### PASSAGE
--- --- ---
For purposes of this Agreement, the following terms have the following meanings:

(a) "Subscriber" means the Person that enters into this Agreement with VR Speaking and holds a Subscription (whether an Individual Subscription or an Organization Subscription), as identified on the applicable Order Form or during account activation.

(b) "Individual Subscription" means a subscription plan for Ovation designated as "Individual" on VR Speaking's Pricing page or in the Documentation, under which the Subscriber is a natural person using the Software for their own use.

(c) "Organization Subscription" means a subscription plan for Ovation designated as "Organization" on VR Speaking's Pricing page or in the Documentation, under which the Subscriber is an entity (such as a university, business, nonprofit, or government organization) that purchases Ovation in order to make it available to multiple individuals associated with that entity.

(d) "Subscription" means an Individual Subscription or Organization Subscription.

(e) "Authorized Users" means: (i) in the case of an Individual Subscription, only the Subscriber; and (ii) in the case of an Organization Subscription, only those individuals whom the Subscriber authorizes to access and use the Software for the Subscriber's internal educational or business purposes, including the Subscriber's employees, faculty, staff, contractors acting on the Subscriber's behalf, and students, learners, or other participants affiliated with the Subscriber; in each case solely up to the number of Licenses and Concurrent Users permitted under the applicable Order Form.

(f) "Documentation" means user manuals, technical manuals, and any other materials provided by VR Speaking, in printed, electronic, or other form, that describe the installation, operation, use, or technical specifications of the Software.

(g) "Intellectual Property Rights" means any and all registered and unregistered rights granted, applied for, or otherwise now or hereafter in existence under or related to any patent, copyright, trademark, trade secret, database protection, or other intellectual property rights laws, and all similar or equivalent rights or forms of protection, in any part of the world.

(h) "License" means the right for one Authorized User to access and use the Software concurrently.
--- --- ---
### STATED PROBLEM 1
Answer these questions from the agreement definitions, one line each:
(a) What right does a License give?
(b) Which kinds of entity are named as examples of an Organization Subscription Subscriber?
(c) Under an Individual Subscription, who counts as an Authorized User?
### STATED PROBLEM 2
Please turn the paragraph in the agreement definitions that begins with (e) and defines Authorized Users into a short bulleted list that keeps its main facts.
### STATED PROBLEM 3
Continue the agreement definitions from the point where they stop.
--- --- ---
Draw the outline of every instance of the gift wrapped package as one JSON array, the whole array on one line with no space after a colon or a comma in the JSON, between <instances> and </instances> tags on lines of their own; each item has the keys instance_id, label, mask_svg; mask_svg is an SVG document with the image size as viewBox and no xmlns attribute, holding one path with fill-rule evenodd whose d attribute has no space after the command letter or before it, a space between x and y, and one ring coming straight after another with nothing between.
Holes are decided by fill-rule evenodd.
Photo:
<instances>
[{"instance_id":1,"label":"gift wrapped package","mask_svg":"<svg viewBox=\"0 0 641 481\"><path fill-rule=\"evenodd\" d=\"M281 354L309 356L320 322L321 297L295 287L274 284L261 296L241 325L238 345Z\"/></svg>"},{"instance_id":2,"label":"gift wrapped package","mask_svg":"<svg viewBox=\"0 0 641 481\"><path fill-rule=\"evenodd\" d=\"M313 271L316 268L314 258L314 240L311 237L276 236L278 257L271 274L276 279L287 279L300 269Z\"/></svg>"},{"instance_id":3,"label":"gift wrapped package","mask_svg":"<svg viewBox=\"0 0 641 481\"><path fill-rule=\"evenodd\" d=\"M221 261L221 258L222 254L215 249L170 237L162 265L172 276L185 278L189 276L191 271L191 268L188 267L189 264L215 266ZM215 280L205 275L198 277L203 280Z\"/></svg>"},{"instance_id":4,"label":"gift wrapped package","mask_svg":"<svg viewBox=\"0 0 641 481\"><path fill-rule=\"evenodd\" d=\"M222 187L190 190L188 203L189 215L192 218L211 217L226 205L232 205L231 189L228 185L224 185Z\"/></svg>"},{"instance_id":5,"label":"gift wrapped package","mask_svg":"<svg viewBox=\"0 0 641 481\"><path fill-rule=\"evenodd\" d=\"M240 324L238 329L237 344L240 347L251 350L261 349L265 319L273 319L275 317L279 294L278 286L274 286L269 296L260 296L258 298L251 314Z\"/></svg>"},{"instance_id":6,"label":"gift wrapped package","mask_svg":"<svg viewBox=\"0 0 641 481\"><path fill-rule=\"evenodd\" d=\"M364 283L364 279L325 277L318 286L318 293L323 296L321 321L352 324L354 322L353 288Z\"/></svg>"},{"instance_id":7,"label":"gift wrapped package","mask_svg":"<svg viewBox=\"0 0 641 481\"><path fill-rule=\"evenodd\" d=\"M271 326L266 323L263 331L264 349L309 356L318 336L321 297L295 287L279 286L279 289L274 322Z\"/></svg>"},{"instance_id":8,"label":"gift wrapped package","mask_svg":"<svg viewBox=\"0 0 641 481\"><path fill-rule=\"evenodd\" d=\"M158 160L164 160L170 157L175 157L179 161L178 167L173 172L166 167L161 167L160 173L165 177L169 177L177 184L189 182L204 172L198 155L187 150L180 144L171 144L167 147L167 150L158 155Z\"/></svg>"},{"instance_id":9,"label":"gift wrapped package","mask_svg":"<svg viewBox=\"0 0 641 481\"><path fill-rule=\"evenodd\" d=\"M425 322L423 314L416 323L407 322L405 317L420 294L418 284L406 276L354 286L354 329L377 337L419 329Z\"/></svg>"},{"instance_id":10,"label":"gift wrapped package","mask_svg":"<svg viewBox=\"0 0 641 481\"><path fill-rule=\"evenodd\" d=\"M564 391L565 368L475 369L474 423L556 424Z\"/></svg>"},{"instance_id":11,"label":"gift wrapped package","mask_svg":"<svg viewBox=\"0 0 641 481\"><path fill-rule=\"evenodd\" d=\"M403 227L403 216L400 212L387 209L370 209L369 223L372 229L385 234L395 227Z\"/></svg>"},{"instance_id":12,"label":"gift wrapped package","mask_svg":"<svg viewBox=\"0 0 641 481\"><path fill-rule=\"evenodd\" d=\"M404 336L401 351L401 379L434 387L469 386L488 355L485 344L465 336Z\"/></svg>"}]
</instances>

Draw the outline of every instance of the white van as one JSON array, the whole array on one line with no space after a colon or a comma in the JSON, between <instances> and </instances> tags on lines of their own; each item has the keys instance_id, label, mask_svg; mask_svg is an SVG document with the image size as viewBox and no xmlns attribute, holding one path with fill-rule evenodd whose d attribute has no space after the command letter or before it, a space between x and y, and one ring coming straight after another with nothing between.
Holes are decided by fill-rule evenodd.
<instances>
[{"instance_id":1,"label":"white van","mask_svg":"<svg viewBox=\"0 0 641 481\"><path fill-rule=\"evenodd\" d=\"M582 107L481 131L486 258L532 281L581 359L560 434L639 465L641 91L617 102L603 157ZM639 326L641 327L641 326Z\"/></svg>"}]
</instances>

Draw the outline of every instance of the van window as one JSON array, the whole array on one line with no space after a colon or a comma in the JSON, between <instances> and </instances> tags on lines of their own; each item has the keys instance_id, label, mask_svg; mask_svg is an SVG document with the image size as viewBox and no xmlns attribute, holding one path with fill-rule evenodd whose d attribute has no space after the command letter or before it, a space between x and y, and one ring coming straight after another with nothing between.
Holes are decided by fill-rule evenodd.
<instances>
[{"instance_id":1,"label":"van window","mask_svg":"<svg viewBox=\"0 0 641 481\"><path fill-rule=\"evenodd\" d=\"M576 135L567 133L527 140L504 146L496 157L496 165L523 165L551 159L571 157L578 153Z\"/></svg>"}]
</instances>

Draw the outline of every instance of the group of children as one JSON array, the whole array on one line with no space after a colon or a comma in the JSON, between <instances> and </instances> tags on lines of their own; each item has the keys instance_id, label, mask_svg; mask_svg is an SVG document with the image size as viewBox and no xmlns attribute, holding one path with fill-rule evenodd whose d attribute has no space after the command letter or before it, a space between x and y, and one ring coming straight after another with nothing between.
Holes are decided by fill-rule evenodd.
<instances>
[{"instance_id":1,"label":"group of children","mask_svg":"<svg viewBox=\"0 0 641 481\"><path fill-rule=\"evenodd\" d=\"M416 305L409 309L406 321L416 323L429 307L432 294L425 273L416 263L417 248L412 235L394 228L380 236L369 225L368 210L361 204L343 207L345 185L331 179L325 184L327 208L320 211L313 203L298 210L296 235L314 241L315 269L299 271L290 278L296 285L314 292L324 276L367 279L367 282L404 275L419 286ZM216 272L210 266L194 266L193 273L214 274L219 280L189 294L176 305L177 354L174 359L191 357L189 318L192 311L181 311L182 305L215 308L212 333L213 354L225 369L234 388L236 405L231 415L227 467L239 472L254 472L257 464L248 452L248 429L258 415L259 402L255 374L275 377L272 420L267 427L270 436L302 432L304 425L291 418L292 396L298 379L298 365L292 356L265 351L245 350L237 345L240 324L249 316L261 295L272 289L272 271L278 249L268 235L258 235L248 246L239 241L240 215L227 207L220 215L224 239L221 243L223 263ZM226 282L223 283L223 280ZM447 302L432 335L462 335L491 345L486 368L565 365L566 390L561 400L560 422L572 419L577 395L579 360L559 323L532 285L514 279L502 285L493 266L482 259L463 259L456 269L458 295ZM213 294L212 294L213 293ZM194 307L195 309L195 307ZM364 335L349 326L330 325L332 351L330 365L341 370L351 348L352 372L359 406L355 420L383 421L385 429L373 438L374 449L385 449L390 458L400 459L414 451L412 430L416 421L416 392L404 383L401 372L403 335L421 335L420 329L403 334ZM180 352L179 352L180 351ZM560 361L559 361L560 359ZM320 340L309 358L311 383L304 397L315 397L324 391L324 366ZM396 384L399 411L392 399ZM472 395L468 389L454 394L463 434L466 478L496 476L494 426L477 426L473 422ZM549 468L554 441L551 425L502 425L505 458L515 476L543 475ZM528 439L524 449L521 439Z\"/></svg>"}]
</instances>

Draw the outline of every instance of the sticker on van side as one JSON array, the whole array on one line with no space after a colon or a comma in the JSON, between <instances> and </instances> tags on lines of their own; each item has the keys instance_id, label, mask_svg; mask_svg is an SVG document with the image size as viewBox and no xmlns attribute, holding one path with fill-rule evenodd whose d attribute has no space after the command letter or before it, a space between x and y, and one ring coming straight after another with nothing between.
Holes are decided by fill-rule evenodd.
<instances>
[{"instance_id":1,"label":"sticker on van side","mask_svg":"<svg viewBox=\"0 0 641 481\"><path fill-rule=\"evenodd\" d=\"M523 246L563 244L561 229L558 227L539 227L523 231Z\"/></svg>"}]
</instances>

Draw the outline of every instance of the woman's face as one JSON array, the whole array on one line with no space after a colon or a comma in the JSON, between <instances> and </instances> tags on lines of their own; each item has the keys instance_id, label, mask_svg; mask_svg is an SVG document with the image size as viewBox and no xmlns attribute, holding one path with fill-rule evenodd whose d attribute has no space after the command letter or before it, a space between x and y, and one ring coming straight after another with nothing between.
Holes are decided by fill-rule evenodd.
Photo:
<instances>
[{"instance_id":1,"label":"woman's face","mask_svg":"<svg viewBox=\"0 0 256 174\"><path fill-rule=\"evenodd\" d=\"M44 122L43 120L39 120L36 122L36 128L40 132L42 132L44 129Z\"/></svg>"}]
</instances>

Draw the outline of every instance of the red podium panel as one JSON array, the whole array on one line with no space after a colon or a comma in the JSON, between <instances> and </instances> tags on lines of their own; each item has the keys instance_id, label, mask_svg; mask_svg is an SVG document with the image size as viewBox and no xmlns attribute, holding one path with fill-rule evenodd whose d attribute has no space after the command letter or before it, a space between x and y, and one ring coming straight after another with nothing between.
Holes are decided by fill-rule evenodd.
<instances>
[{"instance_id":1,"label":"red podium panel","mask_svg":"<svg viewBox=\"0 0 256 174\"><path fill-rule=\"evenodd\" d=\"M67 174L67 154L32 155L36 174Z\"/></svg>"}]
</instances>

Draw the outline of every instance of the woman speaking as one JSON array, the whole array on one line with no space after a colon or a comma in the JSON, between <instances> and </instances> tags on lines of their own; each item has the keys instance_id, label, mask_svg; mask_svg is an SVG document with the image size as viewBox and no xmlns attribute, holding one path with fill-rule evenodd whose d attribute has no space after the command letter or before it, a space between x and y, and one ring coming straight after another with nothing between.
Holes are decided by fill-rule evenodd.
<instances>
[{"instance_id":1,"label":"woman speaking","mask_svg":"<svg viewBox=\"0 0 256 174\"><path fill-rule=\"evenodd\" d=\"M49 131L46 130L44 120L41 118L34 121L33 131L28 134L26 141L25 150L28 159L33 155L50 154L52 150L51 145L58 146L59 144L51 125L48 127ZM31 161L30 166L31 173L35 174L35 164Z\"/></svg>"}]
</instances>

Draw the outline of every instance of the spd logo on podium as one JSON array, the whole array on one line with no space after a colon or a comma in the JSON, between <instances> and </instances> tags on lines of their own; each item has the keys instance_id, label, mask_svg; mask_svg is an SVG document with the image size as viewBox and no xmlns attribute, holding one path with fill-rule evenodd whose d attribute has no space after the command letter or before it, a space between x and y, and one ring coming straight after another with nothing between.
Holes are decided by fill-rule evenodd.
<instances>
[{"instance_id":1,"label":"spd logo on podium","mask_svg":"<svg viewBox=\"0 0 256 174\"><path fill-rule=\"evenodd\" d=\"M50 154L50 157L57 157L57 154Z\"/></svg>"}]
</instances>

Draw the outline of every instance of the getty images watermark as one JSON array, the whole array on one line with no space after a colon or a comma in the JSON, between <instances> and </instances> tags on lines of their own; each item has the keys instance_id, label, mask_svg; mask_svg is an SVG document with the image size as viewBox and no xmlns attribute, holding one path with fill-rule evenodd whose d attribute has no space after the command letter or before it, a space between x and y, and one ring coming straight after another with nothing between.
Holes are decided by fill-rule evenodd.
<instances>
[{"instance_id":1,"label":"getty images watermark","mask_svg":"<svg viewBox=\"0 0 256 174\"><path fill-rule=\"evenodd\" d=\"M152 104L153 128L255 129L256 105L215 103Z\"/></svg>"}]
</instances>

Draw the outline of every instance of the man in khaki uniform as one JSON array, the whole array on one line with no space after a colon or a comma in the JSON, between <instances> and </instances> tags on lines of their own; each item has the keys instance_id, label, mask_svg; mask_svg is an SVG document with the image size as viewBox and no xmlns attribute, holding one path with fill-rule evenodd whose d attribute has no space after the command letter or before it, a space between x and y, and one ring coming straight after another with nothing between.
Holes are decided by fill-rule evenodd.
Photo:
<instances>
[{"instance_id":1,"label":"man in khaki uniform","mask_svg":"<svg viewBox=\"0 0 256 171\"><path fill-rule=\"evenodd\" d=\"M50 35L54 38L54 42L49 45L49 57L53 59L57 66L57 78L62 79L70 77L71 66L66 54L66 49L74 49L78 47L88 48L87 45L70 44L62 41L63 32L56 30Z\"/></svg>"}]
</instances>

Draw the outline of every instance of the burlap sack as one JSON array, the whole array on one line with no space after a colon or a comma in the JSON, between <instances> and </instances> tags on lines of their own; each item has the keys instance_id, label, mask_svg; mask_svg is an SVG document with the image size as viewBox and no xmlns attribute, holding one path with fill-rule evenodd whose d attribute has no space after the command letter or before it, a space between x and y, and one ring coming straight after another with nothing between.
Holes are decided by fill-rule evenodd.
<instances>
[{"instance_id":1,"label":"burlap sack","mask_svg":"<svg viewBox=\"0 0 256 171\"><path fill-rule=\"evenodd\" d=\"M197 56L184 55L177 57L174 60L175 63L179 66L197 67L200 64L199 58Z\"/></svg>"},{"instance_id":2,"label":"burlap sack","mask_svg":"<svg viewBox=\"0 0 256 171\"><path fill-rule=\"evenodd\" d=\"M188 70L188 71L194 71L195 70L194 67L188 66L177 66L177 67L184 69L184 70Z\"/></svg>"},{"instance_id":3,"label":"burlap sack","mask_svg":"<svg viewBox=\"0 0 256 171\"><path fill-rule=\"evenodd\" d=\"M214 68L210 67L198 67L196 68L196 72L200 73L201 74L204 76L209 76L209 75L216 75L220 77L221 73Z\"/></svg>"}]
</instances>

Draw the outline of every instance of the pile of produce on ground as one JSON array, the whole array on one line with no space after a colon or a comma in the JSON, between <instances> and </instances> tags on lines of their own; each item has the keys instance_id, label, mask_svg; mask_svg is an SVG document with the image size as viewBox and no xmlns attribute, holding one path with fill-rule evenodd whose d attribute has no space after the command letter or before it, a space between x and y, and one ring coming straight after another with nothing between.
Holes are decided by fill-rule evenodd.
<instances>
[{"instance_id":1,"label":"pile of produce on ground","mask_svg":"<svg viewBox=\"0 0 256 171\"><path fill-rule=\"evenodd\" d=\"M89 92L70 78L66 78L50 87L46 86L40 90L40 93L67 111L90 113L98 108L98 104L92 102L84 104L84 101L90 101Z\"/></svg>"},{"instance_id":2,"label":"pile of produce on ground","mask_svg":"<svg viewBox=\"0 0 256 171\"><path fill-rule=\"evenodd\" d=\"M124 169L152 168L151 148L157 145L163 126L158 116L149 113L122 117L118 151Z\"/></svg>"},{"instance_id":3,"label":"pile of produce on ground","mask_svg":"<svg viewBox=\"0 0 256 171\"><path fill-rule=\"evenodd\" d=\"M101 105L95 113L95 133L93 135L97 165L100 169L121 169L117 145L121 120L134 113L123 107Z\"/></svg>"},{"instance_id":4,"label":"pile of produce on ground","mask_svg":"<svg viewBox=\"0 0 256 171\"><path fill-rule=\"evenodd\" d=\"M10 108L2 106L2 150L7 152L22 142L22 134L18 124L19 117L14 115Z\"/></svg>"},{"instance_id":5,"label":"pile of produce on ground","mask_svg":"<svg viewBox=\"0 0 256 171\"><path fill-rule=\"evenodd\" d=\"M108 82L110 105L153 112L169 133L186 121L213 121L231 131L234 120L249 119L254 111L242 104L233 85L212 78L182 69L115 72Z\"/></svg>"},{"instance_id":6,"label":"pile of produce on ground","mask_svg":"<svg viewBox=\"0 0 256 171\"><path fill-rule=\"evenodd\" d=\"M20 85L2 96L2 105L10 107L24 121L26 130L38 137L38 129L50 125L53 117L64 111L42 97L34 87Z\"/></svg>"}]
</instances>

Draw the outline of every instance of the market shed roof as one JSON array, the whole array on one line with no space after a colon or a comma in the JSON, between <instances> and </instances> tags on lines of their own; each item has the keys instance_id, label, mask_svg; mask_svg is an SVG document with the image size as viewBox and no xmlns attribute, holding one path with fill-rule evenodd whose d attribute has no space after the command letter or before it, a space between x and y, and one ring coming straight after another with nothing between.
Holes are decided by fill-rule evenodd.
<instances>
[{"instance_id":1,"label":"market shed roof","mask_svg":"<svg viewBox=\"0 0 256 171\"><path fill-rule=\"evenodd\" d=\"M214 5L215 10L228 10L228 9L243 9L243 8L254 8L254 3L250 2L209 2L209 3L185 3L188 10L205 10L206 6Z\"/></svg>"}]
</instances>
--- --- ---
### TASK RESPONSE 1
(a) The right for one Authorized User to access and use the Software concurrently.
(b) A university, business, nonprofit, or government organization.
(c) Only the Subscriber.

### TASK RESPONSE 2
- Individual Subscription: only the Subscriber.
- Organization Subscription: only individuals the Subscriber authorizes to use the Software for its internal educational or business purposes, such as:
  - employees, faculty, staff, and contractors acting on its behalf
  - students, learners, or other affiliated participants
- In every case, the number is limited to the Licenses and Concurrent Users allowed by the applicable Order Form.

### TASK RESPONSE 3
(i) "License Fees" means the License fees, including all taxes thereon, paid or required to be paid by you for the License granted under this Agreement.

(j) "Concurrent Users" means the number of Authorized Users simultaneously signed in to the Software under a Subscription, which must not exceed the number of Licenses set forth in the applicable Order Form.

(k) "Order Form" means the ordering documentation or process submitted by you or on your behalf and accepted by VR Speaking for your Subscription, which includes: (i) the electronic order or enrollment flow completed and submitted through the VR Speaking web portal or other online interface made available by VR Speaking; (ii) the manual quote process initiated by VR Speaking, followed by your purchase order and VR Speaking's subsequent invoice; or (iii) any order, subscription, or purchase for the Software placed through a third-party platform, marketplace, or application store authorized by VR Speaking, in each case setting out (directly or by reference) the applicable Subscription, number of Licenses, Term, and fees. If an Order Form does not expressly specify the number of Licenses, you are granted one (1) License under such Order Form.

(l) "Person" means an individual, corporation, partnership, joint venture, limited liability company, governmental authority, unincorporated organization, trust, association, or other entity.

(m) "Software" means the software programs for which you are purchasing a License, as expressly set forth in the Order Form.

(n) "Term" has the meaning set forth in Section 7.

(o) "Third Party" means any Person other than VR Speaking or the Subscriber; however, Authorized Users are not considered Third Parties solely by virtue of being permitted to use the Software under this Agreement.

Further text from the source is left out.